What needs to be done
Convert the lines below into a numbered list, omitting blank lines. Begin at the line that contains "Each instance of the striped" and continue through the end of the lines.

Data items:
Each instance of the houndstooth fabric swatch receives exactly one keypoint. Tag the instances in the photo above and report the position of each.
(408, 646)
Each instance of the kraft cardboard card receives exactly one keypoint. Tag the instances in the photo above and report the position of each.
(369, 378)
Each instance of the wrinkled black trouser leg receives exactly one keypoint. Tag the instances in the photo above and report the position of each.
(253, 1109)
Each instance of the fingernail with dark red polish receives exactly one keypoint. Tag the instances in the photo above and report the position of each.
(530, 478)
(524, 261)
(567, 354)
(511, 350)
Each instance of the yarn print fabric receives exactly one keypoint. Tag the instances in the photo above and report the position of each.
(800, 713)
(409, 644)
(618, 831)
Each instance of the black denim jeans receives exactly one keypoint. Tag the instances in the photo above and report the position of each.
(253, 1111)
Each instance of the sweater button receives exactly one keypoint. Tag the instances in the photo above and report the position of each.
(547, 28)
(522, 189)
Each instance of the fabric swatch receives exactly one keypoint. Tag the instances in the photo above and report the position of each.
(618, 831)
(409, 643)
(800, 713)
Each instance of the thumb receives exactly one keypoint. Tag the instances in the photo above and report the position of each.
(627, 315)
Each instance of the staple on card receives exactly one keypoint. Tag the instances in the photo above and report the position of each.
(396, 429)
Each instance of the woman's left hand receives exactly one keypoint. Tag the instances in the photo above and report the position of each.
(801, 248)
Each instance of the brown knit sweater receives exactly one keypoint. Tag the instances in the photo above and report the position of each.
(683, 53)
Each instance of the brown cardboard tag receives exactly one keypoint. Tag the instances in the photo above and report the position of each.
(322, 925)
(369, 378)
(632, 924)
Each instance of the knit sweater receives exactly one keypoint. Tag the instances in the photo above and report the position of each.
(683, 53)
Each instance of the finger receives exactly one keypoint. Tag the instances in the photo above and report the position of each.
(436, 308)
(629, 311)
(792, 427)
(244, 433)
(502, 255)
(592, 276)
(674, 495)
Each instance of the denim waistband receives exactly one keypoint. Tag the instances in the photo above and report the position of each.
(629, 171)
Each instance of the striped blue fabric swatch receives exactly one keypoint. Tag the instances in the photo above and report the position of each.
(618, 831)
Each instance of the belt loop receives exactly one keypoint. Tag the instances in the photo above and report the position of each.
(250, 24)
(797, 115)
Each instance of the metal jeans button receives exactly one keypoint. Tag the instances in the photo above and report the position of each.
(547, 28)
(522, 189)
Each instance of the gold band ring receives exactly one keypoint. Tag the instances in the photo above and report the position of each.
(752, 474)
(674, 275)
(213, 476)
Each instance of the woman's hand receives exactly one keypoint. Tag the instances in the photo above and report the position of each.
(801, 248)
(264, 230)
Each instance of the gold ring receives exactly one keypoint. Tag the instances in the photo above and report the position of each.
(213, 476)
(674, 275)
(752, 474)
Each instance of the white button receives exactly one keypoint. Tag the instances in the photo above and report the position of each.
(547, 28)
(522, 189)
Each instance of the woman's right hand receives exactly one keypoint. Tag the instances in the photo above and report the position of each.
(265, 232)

Right answer
1. Each instance of the striped blue fabric swatch receives exactly one keypoint. Tag the instances in the photo above and report the position of each.
2. (618, 831)
3. Each instance of the belt loop receives exactly one keypoint. Tag the instances in the photo above and report the position of each.
4. (250, 24)
5. (797, 115)
6. Each instance of the metal jeans button receives exactly one keypoint. Tag the instances in the photo above and report the position of each.
7. (547, 28)
8. (522, 189)
9. Each instance of the gold band ring receives exactly one keypoint. Tag the instances in the photo above and report the position of each.
10. (752, 474)
11. (674, 275)
12. (213, 476)
13. Each instance of the woman's hand receives exactly one keypoint. Tag the instances in the photo above and report the position of each.
14. (801, 248)
15. (264, 230)
16. Each instance of the gold ring receives exactly one keypoint. Tag the instances in the photo above and report the position of each.
17. (213, 476)
18. (674, 275)
19. (752, 474)
20. Each instance of the white button receives exactly one keypoint. Tag the instances in the photo above and report the position of each.
21. (547, 28)
22. (522, 189)
23. Each instance of the woman's right hand receives exactly one keypoint. Tag the instances in the photo above and report the position of each.
24. (265, 232)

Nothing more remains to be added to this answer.